Work task:
All of the data is to be copied word for word.

Available data:
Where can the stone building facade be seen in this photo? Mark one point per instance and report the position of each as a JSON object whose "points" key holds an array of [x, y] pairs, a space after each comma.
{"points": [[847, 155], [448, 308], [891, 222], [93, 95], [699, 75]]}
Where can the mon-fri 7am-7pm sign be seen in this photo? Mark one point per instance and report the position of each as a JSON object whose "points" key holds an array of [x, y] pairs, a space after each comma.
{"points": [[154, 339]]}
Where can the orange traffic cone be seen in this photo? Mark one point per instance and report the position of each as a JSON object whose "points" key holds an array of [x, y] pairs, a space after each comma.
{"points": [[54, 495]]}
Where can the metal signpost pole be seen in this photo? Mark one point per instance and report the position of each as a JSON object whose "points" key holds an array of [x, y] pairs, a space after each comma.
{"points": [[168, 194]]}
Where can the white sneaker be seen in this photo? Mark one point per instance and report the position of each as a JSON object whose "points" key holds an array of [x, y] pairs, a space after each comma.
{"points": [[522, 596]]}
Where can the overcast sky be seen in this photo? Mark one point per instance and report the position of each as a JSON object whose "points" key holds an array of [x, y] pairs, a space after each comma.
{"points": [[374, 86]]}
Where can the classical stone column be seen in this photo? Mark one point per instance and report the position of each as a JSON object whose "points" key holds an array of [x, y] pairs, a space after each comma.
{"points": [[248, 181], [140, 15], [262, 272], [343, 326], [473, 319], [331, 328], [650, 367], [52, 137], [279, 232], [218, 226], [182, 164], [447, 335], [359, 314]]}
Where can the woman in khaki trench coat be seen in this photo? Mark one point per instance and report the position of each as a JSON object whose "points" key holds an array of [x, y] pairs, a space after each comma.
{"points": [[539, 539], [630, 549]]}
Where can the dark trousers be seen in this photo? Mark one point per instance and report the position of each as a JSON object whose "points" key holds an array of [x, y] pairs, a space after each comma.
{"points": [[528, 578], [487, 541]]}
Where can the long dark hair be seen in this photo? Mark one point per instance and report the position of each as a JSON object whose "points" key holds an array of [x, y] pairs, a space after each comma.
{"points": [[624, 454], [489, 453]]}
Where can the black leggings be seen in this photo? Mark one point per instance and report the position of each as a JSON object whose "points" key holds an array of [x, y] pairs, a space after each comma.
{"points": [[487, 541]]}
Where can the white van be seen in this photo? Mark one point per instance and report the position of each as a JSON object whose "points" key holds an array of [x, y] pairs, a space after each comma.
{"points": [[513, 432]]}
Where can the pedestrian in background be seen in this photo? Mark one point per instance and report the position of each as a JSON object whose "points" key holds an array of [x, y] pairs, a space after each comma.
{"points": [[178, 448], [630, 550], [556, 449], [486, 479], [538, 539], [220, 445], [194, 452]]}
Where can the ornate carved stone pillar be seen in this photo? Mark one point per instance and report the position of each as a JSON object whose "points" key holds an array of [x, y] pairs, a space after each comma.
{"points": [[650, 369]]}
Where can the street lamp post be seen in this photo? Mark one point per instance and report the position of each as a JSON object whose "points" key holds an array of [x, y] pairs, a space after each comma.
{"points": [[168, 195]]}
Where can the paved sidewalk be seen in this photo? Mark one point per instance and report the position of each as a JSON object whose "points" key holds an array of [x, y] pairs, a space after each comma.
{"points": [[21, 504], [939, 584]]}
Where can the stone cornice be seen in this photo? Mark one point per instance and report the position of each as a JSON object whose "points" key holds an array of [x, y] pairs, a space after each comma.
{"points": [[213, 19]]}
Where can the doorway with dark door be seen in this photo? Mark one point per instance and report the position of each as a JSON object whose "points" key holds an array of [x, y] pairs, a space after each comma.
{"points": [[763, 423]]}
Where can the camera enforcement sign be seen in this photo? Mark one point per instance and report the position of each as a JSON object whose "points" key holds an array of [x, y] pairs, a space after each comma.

Response to the exercise:
Where can the stone building facade be seen in this photo? Mark one point per instance and report the position of each as a JSON object whose "points" key holds an array of [x, y] pairs, a space after each comma.
{"points": [[847, 155], [448, 308], [891, 222], [93, 95], [699, 75]]}
Where can the mon-fri 7am-7pm sign be seen in this photo? Mark one point per instance and report the position of each as a JSON object whose "points" key holds an array of [x, y] pairs, a space after each comma.
{"points": [[154, 339]]}
Where can the orange traffic cone be seen in this photo? Mark one point per instance and report the position of each as a JSON object whose "points" key holds an array of [x, y] pairs, a space after each comma.
{"points": [[54, 495]]}
Where can the metal signpost pole be seen in this photo? Mark one point per instance and report the position of each as a JSON object whose "points" key holds an array of [x, y] pairs, a space after each comma.
{"points": [[168, 194]]}
Where can the white sneaker be seen in this photo? Mark one point per instance and report the position of each as a JSON object whose "points" key holds an array of [x, y] pairs, a space after each comma.
{"points": [[522, 596]]}
Where can the overcast sky be seen in this photo? Mark one point per instance and report the position of each as a JSON object whose "points" key holds an array of [x, y] pairs, a space after each comma.
{"points": [[374, 86]]}
Where can the classical stone column be seen in this photo? Mark one point per instance and report the position of each as a JSON object whose "points" key holds an array of [x, y] pairs, a space after each comma.
{"points": [[248, 181], [140, 15], [262, 272], [343, 326], [473, 319], [331, 328], [650, 367], [52, 137], [279, 232], [218, 226], [182, 164], [447, 335], [359, 314]]}
Where can the woman in khaki trench coat be seen in this photo? Mark one point per instance and report the position of each as a JSON object whose "points" key holds an array of [x, y] pairs, a space after each comma.
{"points": [[539, 539], [630, 549]]}
Where can the dark trousers be seen in this photo? Mark one point per instance and report the position of each as a JSON object whose "points" key holds an array of [x, y] pairs, a space after each comma.
{"points": [[528, 578], [487, 541]]}
Where can the long dark hair be seen in this photo? Mark one point per instance and report the position of each as a JSON object whose "points" key holds an array of [x, y] pairs, a space after each comma.
{"points": [[624, 454], [489, 453]]}
Where can the black leggings be seen in this photo? Mark one point per instance and report the position of each as a JSON object whose "points" key holds an array of [x, y] pairs, a space after each comma.
{"points": [[487, 541]]}
Where can the white van be seen in this photo? Mark one point per instance and report the position of each as a JSON object whose "points" key holds an array of [x, y] pairs, a space after each comma.
{"points": [[513, 432]]}
Where can the pedestrian in background be seen in this photo? Mark one point per instance and report the position of each as a JSON object whose "points" key holds an array of [x, y] pairs, a space after each comma.
{"points": [[178, 448], [630, 550], [556, 449], [486, 479], [538, 539], [220, 445], [194, 452]]}
Where can the ornate carved stone pillar be seen in this photo? Mark one point per instance and report the position of each as a JSON object whose "points" key holds an array of [x, y] pairs, a space after each comma.
{"points": [[650, 369]]}
Where can the street lamp post be seen in this photo? Mark one point per instance and report the position of each as a JSON object whose "points" key holds an array of [x, y] pairs, a space after each comma.
{"points": [[168, 195]]}
Where can the paved sidewalk be seen in this photo? Mark one point per instance and report the position of each as a JSON object whose "points" key holds an array of [x, y] pairs, a space after each comma.
{"points": [[21, 504], [939, 584]]}
Where can the stone cornice be seen in this photo? Mark one point per instance and report the position of each as a JSON object whose "points" key holds an array of [x, y] pairs, a space after each comma.
{"points": [[213, 19]]}
Where can the doorway with dark door be seen in this photo? Mark one point per instance and report the position of each as a JSON object whose "points" key holds an array of [x, y] pairs, a space after each comma.
{"points": [[763, 423]]}
Where can the camera enforcement sign be seen in this photo? Mark one point per instance and report the position of each as a JSON object whose "points" key holds an array of [x, y] pairs, a space after each comma.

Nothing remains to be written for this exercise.